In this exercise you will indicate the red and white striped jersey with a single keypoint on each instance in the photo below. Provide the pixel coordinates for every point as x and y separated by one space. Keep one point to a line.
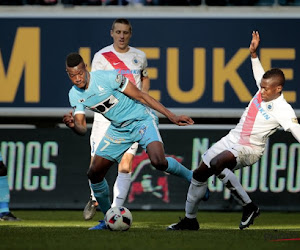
130 64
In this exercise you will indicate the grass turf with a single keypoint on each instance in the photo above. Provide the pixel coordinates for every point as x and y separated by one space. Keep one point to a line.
67 230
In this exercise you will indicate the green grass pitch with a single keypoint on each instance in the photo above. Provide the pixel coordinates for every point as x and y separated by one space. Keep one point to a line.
218 230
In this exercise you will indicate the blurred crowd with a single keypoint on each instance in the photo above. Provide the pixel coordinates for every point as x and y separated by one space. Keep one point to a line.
155 2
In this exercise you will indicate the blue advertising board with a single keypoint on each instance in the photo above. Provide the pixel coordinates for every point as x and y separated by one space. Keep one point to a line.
194 63
47 170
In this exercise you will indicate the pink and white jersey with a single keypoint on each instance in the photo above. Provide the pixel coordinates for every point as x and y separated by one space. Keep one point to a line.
130 64
261 119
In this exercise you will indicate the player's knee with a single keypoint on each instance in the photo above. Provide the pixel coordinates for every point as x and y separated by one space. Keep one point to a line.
202 173
216 166
94 176
160 163
3 169
124 168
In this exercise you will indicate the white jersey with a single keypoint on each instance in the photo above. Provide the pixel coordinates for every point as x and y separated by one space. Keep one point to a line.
130 64
261 119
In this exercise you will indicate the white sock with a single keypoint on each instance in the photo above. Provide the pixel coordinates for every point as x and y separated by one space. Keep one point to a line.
121 188
92 192
232 183
196 192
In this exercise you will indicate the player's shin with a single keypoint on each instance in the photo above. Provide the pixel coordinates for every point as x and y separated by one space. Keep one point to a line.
101 192
196 192
121 188
175 168
230 180
4 194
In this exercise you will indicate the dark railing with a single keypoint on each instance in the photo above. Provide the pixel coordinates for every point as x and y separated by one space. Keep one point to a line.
156 2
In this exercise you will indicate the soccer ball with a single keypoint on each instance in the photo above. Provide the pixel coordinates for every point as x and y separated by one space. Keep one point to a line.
118 219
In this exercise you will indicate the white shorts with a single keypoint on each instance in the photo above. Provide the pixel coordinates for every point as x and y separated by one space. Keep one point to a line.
245 155
99 129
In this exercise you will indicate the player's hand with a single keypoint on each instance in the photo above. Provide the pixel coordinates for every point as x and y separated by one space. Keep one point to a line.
182 120
254 43
68 119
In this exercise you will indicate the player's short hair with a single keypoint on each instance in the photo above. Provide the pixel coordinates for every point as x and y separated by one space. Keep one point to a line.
123 21
275 73
73 59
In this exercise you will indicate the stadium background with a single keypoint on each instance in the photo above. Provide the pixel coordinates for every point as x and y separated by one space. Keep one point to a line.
198 64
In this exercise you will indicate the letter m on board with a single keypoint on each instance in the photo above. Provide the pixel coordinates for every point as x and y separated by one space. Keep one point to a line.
25 58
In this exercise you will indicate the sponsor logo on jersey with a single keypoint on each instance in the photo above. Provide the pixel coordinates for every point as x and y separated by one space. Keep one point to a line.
105 105
120 79
270 106
135 61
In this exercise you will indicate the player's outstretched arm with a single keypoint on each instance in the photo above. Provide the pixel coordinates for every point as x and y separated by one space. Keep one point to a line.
77 123
254 44
133 92
258 70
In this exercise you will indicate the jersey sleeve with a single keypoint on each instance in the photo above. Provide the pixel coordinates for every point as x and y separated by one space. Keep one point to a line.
98 62
75 104
258 70
286 117
118 81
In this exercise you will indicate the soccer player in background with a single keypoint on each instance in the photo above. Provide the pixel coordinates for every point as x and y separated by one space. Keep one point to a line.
120 101
5 214
131 63
244 145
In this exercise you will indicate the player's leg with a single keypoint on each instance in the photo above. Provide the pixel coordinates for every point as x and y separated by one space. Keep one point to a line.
222 166
196 193
91 207
123 180
96 175
5 214
99 128
244 156
158 160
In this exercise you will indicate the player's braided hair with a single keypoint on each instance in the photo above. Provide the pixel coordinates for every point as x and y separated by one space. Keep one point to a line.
73 59
276 73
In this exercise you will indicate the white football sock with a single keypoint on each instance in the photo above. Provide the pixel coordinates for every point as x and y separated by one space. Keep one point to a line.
196 192
230 180
121 188
92 192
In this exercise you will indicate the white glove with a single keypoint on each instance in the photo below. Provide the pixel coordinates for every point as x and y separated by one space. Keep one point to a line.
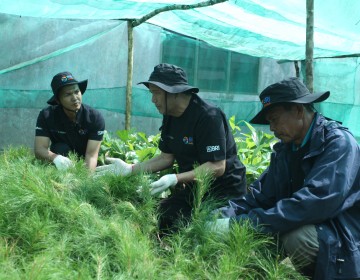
117 167
219 225
163 183
62 163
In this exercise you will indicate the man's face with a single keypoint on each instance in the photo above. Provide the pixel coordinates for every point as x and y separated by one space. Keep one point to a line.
70 97
287 125
158 98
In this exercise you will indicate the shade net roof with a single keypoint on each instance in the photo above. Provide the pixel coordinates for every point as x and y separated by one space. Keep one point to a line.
242 26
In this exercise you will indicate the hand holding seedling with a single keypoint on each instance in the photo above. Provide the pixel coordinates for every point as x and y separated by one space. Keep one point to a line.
163 183
62 163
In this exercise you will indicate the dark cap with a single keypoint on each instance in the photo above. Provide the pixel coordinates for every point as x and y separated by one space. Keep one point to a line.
64 79
291 90
170 78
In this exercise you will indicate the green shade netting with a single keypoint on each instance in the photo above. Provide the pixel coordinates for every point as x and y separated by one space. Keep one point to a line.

##############################

What is being asked: Can you pull out the rows word for word, starting at the line that contains "In this exercise you will indicate the white glove" and ending after the final row? Leave the pictures out.

Task answer:
In this exercise you will indicate the white glove with a single keypoint on each instance in the photo below. Provide the pixel coordinates for every point as x and y separated by one space. Keep one point to a line.
117 167
219 225
163 183
62 163
In this exercise you will indicate the man's face with a single keypoint on each instance in the photo above. Provide the pixel coordinates for every point as x and y separated by one space. Keep one point to a line.
70 97
287 125
158 98
In this exercise you will indicate the shade net roof with a single keypoint on each instance in the photo above. Provide the pixel coordinates for every point as x and y separated by one space. Keep one point to a line.
242 26
In this exercise you will indicate the hand holding seedling with a single keypoint on each instance in the photo above. Provide the pixel coordinates for every point as x and y separated by one space. Keep one point to a line.
163 183
62 163
In this exercise you will indicate the dark cap with a single keypoint on each instance in the photo above. Provide the pixel coordinates for every point as x and y separated by one space. Keep one point to a line.
64 79
291 90
170 78
In this exercise you will indicate the green shade netting with a single keypoint on each instance in the photo above. Provide the pixel coordinates for every point as x and y separated by one space. Keep one point to a line.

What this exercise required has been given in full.